Dataset excerpt:
****************************************

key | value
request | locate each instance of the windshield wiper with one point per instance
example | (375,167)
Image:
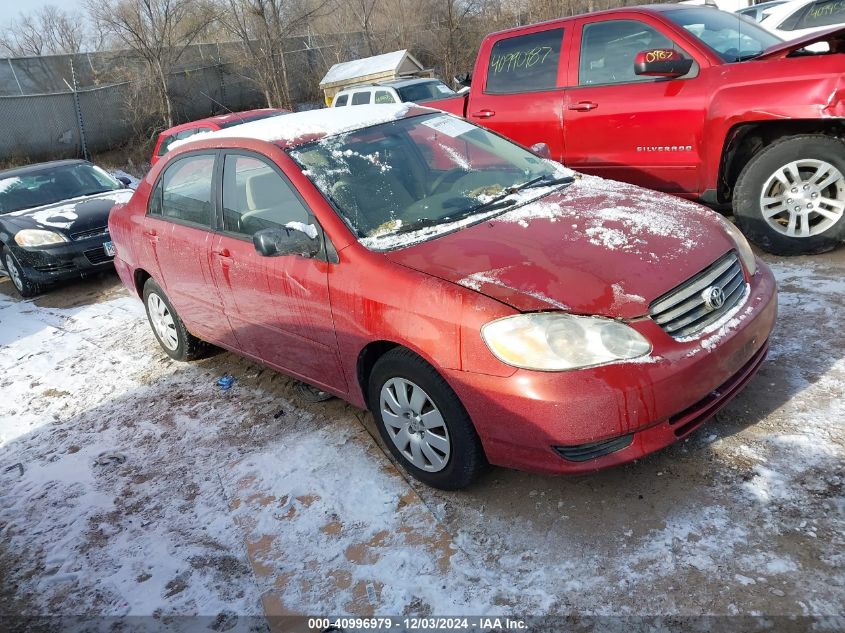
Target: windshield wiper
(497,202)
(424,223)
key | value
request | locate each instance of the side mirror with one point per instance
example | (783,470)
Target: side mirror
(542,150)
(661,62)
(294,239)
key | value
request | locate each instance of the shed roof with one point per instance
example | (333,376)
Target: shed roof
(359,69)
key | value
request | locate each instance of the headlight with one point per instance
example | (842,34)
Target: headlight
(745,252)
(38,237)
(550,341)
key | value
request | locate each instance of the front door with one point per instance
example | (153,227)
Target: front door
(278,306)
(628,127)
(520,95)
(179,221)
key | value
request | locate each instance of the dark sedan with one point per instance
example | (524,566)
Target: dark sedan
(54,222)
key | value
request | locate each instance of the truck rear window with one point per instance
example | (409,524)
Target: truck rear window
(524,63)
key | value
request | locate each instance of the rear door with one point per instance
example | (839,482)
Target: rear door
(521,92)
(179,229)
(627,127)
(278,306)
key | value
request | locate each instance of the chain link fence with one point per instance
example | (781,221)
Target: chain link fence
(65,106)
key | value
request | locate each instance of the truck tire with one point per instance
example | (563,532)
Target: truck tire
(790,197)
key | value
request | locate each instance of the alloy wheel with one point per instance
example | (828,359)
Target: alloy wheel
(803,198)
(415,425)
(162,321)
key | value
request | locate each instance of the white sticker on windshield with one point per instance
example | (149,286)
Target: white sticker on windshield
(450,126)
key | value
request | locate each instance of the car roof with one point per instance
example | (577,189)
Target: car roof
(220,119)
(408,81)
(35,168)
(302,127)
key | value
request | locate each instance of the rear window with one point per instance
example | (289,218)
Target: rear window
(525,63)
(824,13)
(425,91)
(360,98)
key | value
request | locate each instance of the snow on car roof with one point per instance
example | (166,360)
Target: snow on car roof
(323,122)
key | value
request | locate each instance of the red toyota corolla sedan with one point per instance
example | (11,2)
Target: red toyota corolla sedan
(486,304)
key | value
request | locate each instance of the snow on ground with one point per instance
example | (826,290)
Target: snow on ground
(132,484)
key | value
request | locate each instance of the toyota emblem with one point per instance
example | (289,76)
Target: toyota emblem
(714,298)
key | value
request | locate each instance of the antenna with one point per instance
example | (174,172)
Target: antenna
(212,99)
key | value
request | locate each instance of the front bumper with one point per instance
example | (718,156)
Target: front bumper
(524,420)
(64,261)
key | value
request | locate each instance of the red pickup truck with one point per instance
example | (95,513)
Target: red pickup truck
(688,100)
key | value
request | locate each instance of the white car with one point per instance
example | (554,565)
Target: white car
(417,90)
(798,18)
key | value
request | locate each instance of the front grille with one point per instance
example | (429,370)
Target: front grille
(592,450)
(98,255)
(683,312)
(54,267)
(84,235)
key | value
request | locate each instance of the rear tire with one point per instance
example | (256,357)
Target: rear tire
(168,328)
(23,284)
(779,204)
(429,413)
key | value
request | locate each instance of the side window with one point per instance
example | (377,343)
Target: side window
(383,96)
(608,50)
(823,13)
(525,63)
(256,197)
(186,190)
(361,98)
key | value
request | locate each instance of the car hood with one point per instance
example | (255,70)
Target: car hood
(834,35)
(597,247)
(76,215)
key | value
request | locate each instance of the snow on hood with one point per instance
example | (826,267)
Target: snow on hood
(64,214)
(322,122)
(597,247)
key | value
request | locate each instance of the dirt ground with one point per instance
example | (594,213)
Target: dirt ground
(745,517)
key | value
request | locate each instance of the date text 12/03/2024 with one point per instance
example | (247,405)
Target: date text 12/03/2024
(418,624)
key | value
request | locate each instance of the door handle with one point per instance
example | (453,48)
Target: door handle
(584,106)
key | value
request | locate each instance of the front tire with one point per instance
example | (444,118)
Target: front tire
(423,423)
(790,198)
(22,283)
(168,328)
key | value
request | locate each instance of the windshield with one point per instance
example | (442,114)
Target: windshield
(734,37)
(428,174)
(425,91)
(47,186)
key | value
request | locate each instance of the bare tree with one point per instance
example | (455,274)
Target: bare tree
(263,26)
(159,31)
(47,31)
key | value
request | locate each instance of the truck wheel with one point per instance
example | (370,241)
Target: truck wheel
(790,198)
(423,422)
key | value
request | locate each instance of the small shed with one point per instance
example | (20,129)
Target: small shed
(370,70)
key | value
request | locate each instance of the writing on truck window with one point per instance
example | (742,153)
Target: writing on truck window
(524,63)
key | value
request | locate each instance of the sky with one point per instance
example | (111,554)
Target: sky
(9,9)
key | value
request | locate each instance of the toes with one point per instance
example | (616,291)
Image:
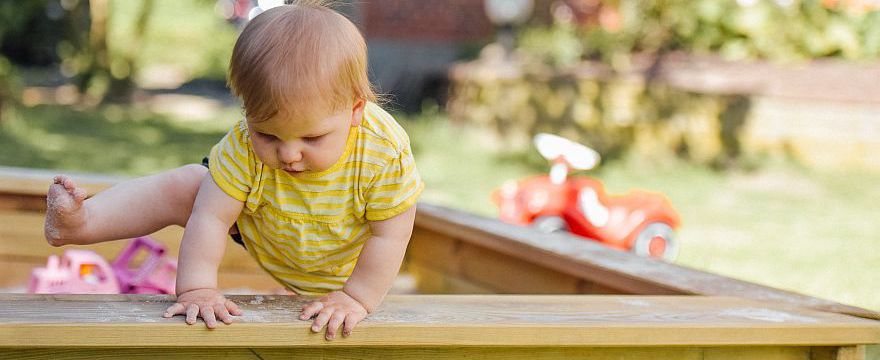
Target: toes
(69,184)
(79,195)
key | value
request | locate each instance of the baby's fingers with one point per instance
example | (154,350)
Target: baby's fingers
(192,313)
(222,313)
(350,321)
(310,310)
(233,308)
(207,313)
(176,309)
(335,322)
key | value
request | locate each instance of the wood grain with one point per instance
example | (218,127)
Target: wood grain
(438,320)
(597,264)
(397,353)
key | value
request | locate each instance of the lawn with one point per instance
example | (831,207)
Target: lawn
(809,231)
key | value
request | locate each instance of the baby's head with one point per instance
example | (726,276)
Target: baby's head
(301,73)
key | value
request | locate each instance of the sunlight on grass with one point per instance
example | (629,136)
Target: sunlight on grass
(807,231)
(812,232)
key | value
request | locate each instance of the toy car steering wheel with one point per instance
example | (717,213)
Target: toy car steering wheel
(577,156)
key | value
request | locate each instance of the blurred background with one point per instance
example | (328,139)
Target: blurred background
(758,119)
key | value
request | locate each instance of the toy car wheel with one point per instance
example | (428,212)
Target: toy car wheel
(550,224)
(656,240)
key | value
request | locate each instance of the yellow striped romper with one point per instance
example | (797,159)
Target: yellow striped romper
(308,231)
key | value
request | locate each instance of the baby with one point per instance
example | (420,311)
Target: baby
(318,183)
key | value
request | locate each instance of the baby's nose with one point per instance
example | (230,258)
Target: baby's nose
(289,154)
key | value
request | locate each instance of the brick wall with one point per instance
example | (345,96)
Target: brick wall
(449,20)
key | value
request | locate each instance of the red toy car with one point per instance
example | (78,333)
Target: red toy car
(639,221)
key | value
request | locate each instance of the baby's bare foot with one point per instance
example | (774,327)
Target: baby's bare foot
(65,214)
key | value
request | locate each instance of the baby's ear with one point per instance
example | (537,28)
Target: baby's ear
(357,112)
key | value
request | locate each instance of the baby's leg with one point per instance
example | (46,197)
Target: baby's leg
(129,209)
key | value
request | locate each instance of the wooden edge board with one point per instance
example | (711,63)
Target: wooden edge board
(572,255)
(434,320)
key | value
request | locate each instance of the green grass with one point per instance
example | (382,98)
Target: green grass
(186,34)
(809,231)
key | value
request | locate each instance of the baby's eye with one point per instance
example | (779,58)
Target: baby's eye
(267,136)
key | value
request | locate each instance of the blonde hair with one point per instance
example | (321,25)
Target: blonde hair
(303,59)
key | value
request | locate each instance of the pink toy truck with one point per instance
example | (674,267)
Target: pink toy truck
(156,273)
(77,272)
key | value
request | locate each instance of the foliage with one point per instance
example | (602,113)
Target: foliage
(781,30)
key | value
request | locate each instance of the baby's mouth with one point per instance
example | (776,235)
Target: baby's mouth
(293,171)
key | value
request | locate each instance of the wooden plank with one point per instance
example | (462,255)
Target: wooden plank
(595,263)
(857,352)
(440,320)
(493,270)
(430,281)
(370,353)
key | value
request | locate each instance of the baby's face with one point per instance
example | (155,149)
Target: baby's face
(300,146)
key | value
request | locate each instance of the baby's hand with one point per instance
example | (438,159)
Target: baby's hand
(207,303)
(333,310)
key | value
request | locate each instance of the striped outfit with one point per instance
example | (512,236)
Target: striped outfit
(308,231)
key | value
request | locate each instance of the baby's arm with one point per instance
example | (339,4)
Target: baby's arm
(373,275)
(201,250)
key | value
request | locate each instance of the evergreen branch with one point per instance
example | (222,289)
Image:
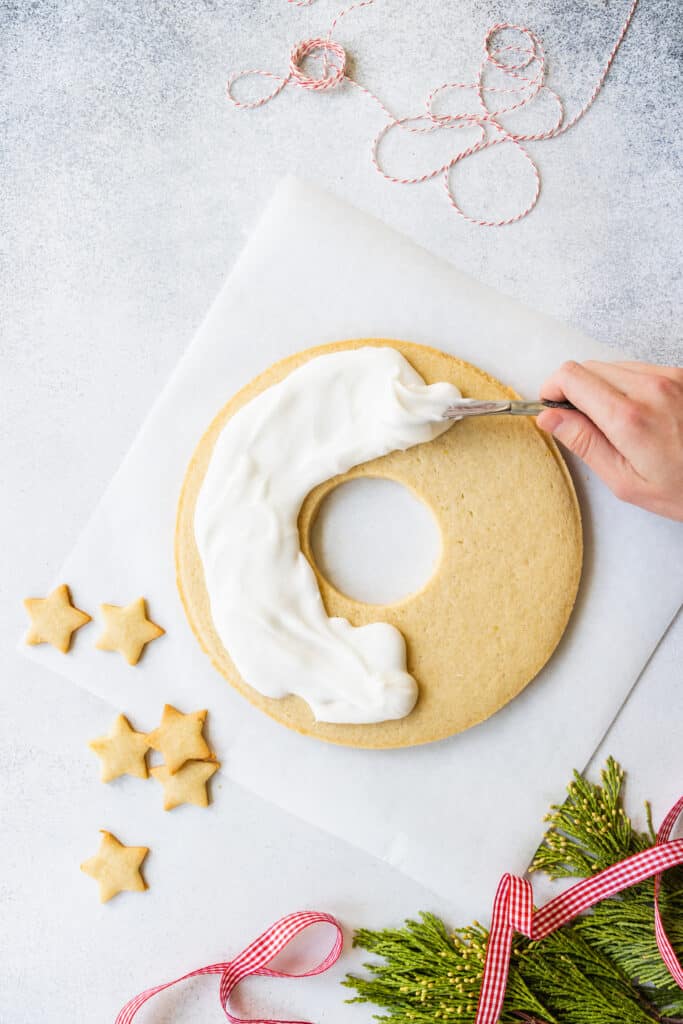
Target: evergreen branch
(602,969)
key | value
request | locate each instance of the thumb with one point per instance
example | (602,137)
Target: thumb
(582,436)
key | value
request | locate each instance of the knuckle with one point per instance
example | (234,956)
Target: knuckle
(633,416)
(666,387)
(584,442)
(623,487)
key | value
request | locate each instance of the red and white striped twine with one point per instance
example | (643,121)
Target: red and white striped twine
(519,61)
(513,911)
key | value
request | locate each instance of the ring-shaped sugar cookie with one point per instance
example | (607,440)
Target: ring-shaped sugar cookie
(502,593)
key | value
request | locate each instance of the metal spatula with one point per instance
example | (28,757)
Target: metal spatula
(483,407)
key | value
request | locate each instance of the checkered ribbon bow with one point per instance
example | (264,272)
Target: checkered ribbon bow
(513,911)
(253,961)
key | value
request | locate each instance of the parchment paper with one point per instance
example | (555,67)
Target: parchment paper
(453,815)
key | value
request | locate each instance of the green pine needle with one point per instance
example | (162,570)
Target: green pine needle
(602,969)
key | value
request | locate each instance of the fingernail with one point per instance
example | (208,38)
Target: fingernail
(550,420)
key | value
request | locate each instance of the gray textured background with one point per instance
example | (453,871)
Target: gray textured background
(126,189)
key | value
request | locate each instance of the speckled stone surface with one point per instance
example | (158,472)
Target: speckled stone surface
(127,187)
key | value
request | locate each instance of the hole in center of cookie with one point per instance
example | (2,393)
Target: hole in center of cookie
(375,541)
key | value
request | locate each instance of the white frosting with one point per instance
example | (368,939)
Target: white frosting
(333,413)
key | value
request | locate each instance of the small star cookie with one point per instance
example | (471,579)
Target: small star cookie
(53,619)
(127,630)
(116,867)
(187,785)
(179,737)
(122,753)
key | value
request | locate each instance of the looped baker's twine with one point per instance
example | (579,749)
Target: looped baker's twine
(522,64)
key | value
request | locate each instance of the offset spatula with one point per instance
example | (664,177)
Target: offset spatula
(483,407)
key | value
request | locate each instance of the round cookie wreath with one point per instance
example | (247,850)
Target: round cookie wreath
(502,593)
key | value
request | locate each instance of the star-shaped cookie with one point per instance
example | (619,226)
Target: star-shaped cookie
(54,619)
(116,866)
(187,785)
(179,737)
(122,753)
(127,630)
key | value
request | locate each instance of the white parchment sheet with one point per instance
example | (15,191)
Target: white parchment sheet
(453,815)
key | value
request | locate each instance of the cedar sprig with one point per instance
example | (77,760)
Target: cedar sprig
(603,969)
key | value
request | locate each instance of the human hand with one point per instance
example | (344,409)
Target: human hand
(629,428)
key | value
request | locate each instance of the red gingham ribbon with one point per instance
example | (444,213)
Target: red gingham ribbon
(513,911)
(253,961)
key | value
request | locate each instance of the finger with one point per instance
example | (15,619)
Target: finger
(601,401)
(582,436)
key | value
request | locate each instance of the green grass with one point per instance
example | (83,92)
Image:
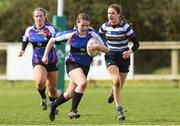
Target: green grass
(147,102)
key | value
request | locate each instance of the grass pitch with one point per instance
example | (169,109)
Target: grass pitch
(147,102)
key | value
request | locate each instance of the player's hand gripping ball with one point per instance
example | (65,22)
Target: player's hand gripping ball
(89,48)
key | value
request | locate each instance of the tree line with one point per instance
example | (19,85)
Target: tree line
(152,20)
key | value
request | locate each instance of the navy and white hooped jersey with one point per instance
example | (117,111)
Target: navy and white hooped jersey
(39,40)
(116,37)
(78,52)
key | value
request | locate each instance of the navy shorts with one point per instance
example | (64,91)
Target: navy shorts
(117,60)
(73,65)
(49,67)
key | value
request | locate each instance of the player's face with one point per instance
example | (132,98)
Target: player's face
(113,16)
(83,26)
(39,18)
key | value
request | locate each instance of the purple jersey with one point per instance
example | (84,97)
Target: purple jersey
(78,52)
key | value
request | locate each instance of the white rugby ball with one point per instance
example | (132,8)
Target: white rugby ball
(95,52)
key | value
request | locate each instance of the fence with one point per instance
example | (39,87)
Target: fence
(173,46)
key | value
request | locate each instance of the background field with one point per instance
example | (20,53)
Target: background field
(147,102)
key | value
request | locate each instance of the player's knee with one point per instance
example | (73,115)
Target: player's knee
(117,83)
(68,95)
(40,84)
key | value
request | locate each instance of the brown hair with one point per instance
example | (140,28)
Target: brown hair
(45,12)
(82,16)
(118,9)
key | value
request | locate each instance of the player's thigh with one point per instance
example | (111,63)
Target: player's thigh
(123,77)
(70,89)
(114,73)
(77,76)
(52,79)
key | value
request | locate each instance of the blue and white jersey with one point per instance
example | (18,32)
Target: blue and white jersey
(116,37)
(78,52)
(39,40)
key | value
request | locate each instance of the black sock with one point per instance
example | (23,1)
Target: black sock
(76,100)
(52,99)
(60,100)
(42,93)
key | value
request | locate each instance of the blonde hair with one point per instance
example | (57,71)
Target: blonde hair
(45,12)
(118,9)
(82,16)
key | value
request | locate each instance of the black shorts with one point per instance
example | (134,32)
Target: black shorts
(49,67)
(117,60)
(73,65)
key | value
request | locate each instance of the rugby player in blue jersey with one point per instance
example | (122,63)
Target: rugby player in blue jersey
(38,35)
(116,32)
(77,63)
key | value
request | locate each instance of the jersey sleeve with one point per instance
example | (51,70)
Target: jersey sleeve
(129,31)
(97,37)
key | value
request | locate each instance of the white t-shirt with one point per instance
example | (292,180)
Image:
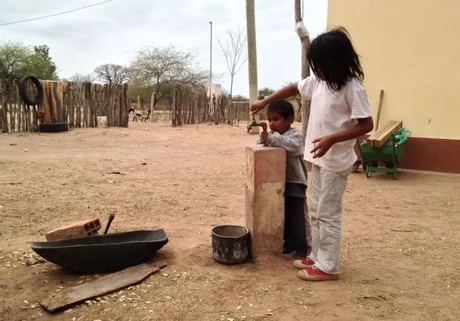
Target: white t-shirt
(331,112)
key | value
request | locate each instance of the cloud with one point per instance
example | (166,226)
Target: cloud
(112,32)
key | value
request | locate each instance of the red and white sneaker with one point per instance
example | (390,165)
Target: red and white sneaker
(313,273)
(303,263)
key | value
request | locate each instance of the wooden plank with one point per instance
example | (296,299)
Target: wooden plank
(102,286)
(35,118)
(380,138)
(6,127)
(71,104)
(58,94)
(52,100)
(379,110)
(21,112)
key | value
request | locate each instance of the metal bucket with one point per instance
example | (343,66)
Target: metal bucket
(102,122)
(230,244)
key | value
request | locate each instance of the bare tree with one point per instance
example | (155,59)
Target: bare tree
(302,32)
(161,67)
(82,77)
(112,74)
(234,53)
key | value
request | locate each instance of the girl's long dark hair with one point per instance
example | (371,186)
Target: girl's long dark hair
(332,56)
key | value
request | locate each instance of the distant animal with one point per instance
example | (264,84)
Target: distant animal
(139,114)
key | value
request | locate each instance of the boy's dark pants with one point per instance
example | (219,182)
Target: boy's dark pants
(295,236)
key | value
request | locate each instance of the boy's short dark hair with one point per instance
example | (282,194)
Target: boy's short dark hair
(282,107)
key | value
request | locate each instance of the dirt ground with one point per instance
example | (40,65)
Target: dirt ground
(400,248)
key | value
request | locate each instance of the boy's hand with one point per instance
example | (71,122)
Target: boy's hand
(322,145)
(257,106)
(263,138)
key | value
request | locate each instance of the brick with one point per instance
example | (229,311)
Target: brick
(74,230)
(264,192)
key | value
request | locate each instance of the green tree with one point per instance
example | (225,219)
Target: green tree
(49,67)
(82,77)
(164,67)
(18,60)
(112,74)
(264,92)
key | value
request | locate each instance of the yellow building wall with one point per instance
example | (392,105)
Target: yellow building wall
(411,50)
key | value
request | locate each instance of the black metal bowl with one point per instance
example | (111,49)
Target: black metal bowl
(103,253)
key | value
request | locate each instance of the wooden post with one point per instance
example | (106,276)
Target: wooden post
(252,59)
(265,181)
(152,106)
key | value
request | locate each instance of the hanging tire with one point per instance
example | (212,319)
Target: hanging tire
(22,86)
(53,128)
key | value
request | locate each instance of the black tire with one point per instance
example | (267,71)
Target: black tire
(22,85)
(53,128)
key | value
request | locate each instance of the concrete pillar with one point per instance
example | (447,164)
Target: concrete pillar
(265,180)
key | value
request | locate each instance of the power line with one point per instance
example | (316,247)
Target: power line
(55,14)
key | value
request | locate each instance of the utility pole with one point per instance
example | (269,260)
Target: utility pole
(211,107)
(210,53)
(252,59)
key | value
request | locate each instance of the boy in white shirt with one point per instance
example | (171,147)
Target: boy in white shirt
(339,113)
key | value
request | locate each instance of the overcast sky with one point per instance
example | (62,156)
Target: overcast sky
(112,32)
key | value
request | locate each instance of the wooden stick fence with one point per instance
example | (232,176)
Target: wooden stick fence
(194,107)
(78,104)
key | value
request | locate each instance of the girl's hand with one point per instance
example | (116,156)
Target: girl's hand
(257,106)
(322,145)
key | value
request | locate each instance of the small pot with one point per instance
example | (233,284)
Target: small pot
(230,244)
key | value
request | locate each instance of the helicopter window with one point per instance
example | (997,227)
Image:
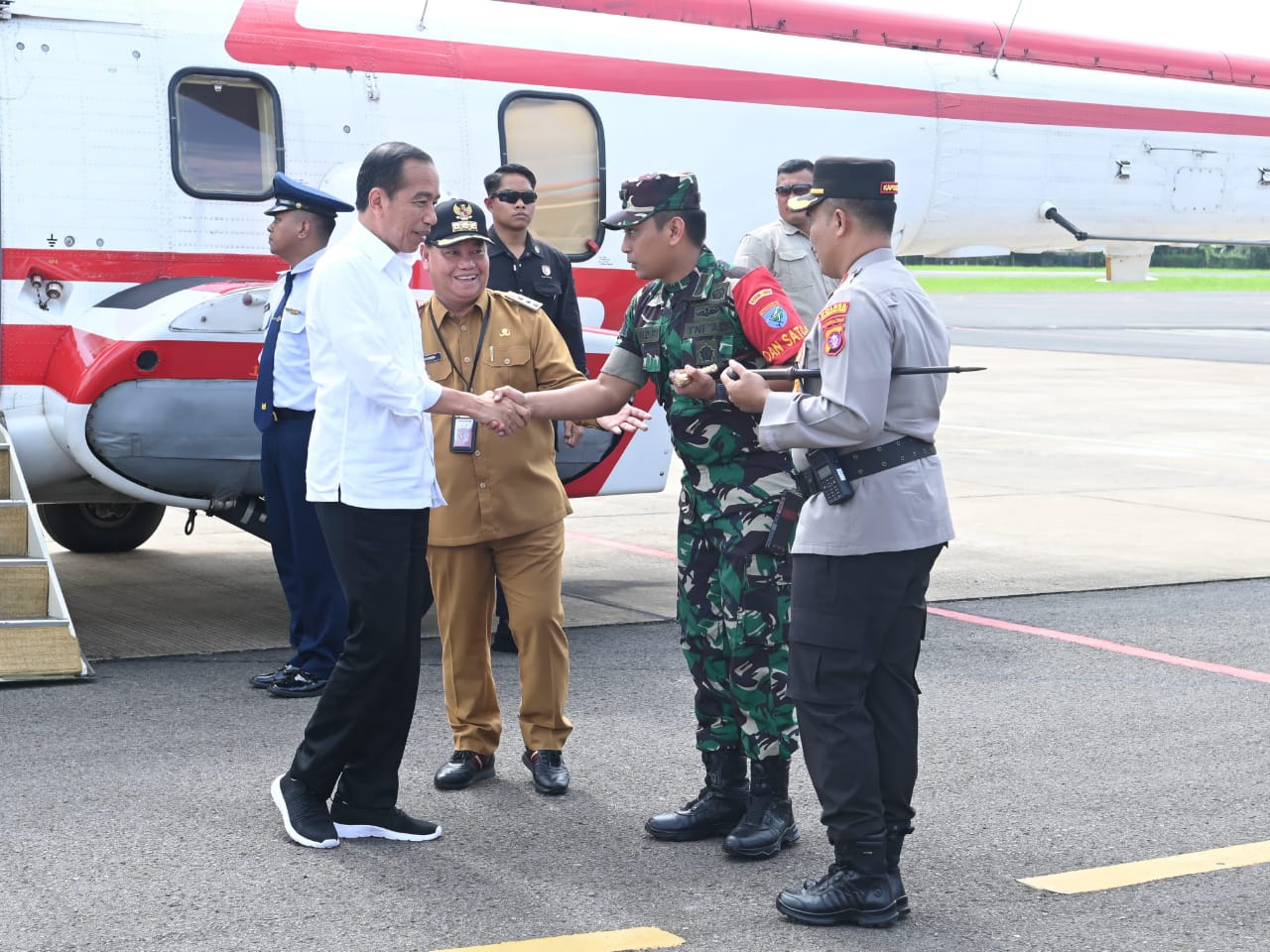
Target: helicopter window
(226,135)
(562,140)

****************************************

> [TASK BRIEF]
Gather every line of the records above that contains the string "bumper", matching case exactly.

> [RESPONSE]
request | locate each instance of the front bumper with one point per instance
Target: front bumper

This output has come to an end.